• [TASK DESCRIPTION]: Locate the line that contains "Q: Can you identify the field" in the entries below, then repeat it and every following line through the line that contains "Q: Can you identify the small", exactly, and no others.

Stored records
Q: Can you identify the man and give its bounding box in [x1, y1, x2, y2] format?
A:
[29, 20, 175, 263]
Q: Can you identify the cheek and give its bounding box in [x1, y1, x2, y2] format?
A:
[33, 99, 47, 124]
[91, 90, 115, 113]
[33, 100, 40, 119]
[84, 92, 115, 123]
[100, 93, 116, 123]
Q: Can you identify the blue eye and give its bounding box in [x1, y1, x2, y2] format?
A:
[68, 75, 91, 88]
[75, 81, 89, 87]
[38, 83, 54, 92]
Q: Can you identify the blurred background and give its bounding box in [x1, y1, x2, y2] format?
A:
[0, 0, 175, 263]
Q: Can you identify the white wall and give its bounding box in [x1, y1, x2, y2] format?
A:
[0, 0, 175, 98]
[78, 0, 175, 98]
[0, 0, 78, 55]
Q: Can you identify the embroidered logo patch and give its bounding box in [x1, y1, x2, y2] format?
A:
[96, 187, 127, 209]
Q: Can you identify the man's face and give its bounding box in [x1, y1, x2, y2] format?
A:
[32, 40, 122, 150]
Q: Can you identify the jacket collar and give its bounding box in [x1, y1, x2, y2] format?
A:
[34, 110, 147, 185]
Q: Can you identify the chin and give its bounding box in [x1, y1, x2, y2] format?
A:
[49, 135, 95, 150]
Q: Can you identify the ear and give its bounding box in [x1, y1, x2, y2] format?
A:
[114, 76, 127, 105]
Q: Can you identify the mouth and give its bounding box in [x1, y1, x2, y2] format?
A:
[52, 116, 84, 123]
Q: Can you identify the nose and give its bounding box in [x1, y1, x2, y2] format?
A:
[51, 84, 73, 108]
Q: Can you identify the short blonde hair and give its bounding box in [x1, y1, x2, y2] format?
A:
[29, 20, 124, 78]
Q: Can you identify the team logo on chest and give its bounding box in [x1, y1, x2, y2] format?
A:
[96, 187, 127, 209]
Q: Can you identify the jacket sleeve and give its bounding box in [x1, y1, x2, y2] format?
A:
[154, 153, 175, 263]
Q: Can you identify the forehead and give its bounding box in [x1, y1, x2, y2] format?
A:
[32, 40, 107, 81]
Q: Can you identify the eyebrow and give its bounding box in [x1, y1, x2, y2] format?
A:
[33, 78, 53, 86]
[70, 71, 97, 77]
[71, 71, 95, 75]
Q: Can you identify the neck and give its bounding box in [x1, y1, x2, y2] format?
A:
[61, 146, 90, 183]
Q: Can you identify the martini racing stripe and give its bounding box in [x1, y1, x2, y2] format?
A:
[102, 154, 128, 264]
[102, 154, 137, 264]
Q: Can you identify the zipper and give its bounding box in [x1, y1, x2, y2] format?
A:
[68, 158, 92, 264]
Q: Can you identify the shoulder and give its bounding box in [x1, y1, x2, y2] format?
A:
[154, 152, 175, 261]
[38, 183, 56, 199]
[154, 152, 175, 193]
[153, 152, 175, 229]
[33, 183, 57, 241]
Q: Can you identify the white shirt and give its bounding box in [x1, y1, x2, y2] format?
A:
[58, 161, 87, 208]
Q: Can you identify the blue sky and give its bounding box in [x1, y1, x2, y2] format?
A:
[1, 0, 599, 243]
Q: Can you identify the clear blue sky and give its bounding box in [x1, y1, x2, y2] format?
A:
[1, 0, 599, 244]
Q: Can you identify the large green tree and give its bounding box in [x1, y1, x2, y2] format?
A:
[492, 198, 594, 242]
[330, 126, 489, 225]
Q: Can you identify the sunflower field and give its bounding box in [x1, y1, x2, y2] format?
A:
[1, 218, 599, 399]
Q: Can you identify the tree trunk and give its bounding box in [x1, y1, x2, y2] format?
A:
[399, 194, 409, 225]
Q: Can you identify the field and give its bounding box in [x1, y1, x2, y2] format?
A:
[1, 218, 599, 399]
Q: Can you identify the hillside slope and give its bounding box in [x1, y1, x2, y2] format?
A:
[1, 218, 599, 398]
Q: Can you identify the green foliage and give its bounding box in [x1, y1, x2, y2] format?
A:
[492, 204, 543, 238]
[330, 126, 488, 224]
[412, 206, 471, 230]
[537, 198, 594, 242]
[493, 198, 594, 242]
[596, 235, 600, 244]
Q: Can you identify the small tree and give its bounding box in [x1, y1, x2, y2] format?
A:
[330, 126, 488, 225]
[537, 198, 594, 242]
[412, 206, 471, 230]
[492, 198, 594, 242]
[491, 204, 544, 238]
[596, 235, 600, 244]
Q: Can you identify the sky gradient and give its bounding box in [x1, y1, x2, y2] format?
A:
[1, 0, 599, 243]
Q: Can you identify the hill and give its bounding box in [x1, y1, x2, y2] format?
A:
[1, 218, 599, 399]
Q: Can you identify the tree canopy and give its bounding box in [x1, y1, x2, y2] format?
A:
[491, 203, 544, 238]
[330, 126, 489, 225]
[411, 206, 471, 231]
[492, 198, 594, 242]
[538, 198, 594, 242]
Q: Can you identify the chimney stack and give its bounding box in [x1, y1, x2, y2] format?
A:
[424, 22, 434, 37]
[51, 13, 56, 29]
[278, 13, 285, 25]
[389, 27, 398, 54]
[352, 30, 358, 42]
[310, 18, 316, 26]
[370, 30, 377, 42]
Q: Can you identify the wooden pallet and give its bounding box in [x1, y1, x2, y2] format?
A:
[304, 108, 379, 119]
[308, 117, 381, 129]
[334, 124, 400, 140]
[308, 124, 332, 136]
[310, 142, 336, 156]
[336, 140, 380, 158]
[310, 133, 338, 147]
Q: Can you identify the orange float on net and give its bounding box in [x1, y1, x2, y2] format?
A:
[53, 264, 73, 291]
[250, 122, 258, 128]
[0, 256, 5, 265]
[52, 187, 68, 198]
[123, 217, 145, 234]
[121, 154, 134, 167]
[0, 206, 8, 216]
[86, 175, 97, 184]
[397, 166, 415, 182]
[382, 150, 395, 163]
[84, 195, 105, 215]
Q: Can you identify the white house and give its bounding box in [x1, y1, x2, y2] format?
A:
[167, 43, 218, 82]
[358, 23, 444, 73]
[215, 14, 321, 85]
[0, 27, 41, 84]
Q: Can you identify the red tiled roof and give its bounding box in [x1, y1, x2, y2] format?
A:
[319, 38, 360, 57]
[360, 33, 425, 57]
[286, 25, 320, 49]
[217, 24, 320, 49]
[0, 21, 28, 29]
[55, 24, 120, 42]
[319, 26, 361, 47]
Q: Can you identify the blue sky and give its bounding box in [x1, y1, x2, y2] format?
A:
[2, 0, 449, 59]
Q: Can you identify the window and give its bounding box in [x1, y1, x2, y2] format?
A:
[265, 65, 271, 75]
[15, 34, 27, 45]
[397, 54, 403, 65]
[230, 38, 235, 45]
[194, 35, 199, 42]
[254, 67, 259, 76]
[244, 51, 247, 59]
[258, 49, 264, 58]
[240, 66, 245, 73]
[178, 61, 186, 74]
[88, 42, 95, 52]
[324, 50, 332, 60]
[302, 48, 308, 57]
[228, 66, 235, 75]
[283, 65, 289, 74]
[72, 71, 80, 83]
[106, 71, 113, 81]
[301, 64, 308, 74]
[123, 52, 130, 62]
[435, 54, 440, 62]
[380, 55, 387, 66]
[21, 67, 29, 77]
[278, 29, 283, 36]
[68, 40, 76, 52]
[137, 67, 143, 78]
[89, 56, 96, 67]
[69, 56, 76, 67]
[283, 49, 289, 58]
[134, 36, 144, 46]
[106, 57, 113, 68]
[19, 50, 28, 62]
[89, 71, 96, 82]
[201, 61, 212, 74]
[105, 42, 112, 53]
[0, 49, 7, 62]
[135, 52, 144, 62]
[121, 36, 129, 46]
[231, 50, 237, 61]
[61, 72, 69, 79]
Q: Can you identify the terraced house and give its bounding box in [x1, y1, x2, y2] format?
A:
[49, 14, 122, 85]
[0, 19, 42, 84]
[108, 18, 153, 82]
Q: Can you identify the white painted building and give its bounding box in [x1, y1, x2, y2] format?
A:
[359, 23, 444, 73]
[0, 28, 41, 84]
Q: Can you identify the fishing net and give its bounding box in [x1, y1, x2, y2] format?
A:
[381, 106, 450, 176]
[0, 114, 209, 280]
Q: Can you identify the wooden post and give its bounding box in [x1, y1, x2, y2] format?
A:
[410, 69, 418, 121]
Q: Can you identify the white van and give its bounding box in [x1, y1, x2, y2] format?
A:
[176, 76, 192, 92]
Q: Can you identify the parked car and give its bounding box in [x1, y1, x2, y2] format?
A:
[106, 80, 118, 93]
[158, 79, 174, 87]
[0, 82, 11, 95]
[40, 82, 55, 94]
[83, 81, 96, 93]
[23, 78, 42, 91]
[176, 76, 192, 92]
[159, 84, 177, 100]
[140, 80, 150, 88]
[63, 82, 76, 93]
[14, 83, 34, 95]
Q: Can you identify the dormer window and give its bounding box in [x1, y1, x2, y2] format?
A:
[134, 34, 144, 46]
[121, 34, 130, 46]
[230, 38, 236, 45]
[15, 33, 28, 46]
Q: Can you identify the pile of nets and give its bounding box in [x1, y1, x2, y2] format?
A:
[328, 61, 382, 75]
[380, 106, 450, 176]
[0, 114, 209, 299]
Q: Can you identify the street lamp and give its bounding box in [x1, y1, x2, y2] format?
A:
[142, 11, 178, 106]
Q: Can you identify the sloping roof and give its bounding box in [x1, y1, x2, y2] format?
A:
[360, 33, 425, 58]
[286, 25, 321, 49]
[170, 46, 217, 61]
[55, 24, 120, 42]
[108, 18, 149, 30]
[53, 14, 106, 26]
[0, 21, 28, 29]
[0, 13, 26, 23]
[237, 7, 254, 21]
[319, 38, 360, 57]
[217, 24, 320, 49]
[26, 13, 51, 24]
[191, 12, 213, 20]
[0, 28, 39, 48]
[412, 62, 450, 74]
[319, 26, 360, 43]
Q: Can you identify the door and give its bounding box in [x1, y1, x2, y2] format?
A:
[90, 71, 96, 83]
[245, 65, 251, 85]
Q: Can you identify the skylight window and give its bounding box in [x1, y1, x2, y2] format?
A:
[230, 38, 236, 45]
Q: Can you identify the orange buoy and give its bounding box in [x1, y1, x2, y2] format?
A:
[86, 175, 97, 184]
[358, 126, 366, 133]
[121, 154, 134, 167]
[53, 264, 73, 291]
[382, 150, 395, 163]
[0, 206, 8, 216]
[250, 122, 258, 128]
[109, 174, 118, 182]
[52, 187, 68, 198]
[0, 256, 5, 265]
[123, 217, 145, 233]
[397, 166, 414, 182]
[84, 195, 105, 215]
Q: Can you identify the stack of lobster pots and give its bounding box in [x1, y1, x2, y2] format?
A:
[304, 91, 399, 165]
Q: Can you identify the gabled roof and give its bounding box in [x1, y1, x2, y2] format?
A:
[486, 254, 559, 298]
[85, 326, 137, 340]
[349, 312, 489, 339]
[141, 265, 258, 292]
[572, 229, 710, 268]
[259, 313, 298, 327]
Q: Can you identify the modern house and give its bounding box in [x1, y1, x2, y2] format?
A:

• [RESPONSE]:
Q: Can you identify the field and give its bounding box in [x1, y1, x2, y2] format?
A:
[1, 218, 599, 399]
Q: Can you identify the hillside slope and give its bounding box in [x1, y1, x2, y2] format?
A:
[1, 218, 599, 398]
Q: Can you identify the green foliage and give its bounding box in [x1, y1, x2, y2] format?
A:
[492, 204, 543, 238]
[330, 126, 488, 224]
[412, 206, 471, 230]
[537, 198, 594, 242]
[493, 198, 594, 242]
[596, 235, 600, 244]
Q: Can you identify the small tree and give its bounding box in [x1, y1, x2, y2] format?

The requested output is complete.